= Problem requirements =
List every line of the records below that contains the word "fence".

* BEGIN The input *

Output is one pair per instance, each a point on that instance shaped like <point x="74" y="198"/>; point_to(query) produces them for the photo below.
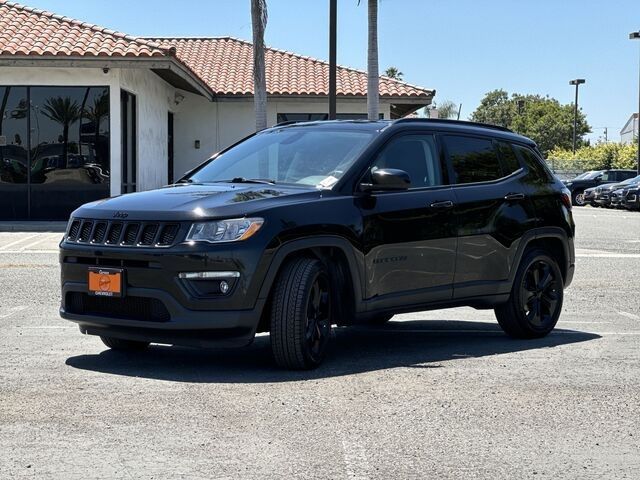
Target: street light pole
<point x="636" y="36"/>
<point x="333" y="14"/>
<point x="577" y="82"/>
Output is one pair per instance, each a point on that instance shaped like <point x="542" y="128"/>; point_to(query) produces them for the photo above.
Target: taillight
<point x="566" y="198"/>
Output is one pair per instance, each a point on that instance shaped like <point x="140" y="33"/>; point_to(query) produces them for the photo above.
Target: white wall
<point x="154" y="100"/>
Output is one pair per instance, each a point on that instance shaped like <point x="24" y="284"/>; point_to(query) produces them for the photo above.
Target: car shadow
<point x="417" y="344"/>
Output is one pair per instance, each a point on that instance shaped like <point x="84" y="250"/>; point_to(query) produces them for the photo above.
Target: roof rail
<point x="288" y="122"/>
<point x="454" y="122"/>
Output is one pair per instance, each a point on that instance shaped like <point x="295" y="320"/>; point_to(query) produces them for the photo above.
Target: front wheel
<point x="301" y="314"/>
<point x="535" y="303"/>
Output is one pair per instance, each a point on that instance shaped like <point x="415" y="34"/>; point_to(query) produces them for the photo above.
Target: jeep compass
<point x="304" y="226"/>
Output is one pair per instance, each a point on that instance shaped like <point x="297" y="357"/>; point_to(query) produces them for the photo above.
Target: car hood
<point x="190" y="202"/>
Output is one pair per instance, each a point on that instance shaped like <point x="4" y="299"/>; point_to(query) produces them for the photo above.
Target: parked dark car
<point x="593" y="178"/>
<point x="304" y="226"/>
<point x="631" y="198"/>
<point x="604" y="193"/>
<point x="589" y="196"/>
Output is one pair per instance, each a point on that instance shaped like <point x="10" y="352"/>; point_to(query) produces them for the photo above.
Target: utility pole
<point x="636" y="36"/>
<point x="577" y="82"/>
<point x="333" y="15"/>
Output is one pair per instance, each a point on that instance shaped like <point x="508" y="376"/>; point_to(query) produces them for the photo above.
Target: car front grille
<point x="122" y="233"/>
<point x="128" y="308"/>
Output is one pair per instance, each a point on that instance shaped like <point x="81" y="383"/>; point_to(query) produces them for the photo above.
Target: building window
<point x="58" y="137"/>
<point x="312" y="117"/>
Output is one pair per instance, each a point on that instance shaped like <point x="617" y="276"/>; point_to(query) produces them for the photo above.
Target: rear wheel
<point x="124" y="345"/>
<point x="301" y="314"/>
<point x="577" y="198"/>
<point x="535" y="302"/>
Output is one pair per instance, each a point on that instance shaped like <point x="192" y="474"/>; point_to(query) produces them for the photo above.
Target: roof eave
<point x="153" y="63"/>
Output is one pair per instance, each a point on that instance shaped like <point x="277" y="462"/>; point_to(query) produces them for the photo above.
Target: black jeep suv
<point x="305" y="226"/>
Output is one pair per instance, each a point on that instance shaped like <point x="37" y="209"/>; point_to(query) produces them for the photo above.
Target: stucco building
<point x="86" y="112"/>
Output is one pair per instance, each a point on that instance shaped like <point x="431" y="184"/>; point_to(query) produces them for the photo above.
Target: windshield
<point x="631" y="181"/>
<point x="304" y="156"/>
<point x="588" y="175"/>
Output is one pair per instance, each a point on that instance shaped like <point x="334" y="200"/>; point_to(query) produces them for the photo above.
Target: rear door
<point x="409" y="236"/>
<point x="492" y="211"/>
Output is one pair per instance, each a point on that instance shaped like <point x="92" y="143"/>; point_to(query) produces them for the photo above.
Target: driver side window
<point x="415" y="154"/>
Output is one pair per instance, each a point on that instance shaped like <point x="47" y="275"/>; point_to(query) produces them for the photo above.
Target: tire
<point x="577" y="198"/>
<point x="533" y="292"/>
<point x="124" y="345"/>
<point x="381" y="319"/>
<point x="301" y="314"/>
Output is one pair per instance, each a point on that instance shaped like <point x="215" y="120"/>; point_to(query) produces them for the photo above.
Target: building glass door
<point x="129" y="143"/>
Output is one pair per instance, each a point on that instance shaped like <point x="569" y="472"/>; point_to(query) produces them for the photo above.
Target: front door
<point x="409" y="236"/>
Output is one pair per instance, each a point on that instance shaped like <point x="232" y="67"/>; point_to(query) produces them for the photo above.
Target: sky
<point x="461" y="48"/>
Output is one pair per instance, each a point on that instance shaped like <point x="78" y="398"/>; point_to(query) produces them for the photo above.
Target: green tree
<point x="544" y="119"/>
<point x="447" y="109"/>
<point x="393" y="72"/>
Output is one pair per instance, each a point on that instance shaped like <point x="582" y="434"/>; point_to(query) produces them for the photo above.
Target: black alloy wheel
<point x="318" y="326"/>
<point x="539" y="293"/>
<point x="301" y="314"/>
<point x="535" y="303"/>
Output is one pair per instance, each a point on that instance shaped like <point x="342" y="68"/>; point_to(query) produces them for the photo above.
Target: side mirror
<point x="387" y="179"/>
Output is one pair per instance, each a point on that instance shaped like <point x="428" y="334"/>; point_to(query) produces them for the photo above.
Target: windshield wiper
<point x="252" y="180"/>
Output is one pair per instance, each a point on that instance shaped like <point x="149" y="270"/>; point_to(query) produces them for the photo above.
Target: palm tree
<point x="373" y="80"/>
<point x="65" y="112"/>
<point x="393" y="72"/>
<point x="447" y="109"/>
<point x="258" y="25"/>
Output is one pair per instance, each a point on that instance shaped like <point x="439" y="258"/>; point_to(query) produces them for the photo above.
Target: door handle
<point x="514" y="196"/>
<point x="444" y="204"/>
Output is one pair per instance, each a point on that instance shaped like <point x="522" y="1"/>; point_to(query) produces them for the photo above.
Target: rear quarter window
<point x="473" y="159"/>
<point x="533" y="163"/>
<point x="508" y="159"/>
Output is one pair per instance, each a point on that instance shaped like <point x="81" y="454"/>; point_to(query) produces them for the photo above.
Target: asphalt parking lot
<point x="440" y="394"/>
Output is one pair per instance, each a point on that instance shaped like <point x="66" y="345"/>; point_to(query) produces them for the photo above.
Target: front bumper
<point x="158" y="306"/>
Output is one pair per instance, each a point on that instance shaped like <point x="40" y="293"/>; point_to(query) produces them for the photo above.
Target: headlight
<point x="224" y="230"/>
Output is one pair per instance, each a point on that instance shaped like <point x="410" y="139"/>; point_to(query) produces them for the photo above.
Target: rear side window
<point x="473" y="159"/>
<point x="532" y="163"/>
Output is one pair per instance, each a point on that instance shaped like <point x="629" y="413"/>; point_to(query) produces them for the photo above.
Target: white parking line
<point x="355" y="459"/>
<point x="607" y="255"/>
<point x="16" y="242"/>
<point x="28" y="251"/>
<point x="13" y="311"/>
<point x="48" y="236"/>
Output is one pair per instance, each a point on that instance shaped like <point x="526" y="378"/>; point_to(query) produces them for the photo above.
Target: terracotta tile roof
<point x="222" y="64"/>
<point x="32" y="32"/>
<point x="226" y="65"/>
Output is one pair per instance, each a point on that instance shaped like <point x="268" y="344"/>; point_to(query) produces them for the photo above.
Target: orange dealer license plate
<point x="106" y="282"/>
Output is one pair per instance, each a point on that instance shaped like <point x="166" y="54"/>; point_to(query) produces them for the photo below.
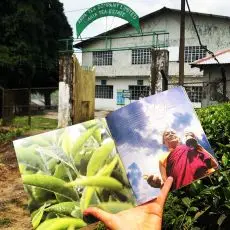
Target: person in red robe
<point x="184" y="162"/>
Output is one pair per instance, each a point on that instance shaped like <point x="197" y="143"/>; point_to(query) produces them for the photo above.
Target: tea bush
<point x="205" y="204"/>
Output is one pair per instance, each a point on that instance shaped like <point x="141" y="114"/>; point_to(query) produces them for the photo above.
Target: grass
<point x="38" y="123"/>
<point x="19" y="127"/>
<point x="5" y="222"/>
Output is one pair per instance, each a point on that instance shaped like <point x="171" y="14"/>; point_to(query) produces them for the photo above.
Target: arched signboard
<point x="108" y="9"/>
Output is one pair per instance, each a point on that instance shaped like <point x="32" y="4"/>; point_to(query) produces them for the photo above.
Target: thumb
<point x="107" y="218"/>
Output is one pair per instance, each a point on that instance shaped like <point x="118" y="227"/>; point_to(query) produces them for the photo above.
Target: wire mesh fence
<point x="27" y="102"/>
<point x="205" y="93"/>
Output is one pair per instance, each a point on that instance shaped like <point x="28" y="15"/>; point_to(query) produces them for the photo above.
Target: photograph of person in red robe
<point x="184" y="162"/>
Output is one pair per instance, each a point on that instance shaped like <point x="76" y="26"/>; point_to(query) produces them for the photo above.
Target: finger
<point x="105" y="217"/>
<point x="164" y="191"/>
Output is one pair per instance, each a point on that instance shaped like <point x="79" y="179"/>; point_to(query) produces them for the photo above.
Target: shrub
<point x="205" y="204"/>
<point x="10" y="133"/>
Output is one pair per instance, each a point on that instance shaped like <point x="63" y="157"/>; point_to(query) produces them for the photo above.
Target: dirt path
<point x="13" y="199"/>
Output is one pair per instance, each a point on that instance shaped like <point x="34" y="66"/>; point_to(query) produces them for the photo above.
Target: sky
<point x="74" y="9"/>
<point x="138" y="128"/>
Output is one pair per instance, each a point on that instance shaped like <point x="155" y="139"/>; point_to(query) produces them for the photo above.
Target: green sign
<point x="108" y="9"/>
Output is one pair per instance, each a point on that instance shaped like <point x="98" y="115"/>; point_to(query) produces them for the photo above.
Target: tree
<point x="29" y="42"/>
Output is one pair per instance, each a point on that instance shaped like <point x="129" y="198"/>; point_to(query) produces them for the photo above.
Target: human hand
<point x="143" y="217"/>
<point x="154" y="181"/>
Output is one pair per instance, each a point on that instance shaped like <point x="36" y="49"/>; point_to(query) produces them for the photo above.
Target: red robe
<point x="185" y="165"/>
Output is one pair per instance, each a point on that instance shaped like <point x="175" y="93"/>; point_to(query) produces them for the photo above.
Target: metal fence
<point x="26" y="102"/>
<point x="205" y="93"/>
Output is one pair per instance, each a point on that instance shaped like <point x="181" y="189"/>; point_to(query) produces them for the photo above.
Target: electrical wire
<point x="222" y="69"/>
<point x="198" y="36"/>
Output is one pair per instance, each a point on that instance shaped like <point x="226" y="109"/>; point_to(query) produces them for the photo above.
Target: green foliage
<point x="5" y="222"/>
<point x="38" y="123"/>
<point x="205" y="204"/>
<point x="9" y="134"/>
<point x="30" y="31"/>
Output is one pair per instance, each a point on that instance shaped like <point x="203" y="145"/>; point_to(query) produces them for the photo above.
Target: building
<point x="216" y="87"/>
<point x="123" y="58"/>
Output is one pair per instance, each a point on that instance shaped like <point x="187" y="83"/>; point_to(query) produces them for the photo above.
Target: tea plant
<point x="205" y="204"/>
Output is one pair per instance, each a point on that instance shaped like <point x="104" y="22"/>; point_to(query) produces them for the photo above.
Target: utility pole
<point x="181" y="49"/>
<point x="154" y="72"/>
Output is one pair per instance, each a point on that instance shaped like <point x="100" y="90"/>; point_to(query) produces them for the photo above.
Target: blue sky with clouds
<point x="138" y="128"/>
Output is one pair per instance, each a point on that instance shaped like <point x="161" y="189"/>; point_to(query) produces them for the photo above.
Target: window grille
<point x="104" y="91"/>
<point x="140" y="82"/>
<point x="193" y="53"/>
<point x="103" y="82"/>
<point x="138" y="91"/>
<point x="102" y="58"/>
<point x="141" y="56"/>
<point x="194" y="93"/>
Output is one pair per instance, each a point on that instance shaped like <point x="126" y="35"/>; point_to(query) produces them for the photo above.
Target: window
<point x="193" y="53"/>
<point x="194" y="93"/>
<point x="102" y="58"/>
<point x="104" y="91"/>
<point x="103" y="82"/>
<point x="141" y="56"/>
<point x="138" y="91"/>
<point x="140" y="82"/>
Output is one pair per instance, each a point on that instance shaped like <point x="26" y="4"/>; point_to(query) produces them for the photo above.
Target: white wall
<point x="212" y="74"/>
<point x="211" y="29"/>
<point x="214" y="33"/>
<point x="118" y="84"/>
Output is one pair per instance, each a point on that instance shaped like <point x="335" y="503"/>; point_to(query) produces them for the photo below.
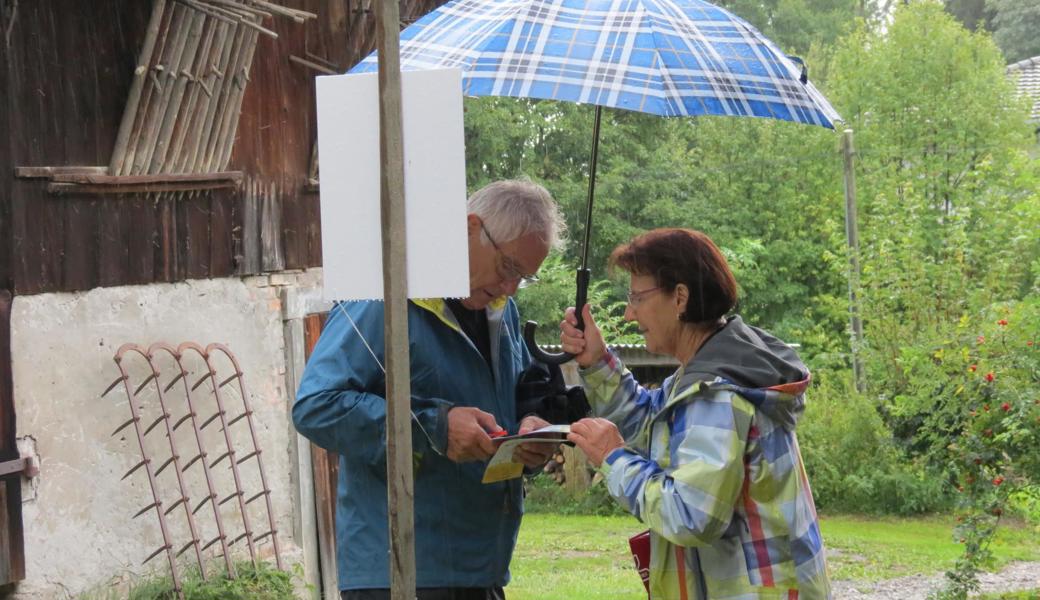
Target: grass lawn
<point x="580" y="556"/>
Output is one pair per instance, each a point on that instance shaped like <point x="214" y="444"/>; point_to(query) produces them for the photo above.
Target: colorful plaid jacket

* END The input *

= Completed exercise =
Target: wire mesh fence
Target: metal fence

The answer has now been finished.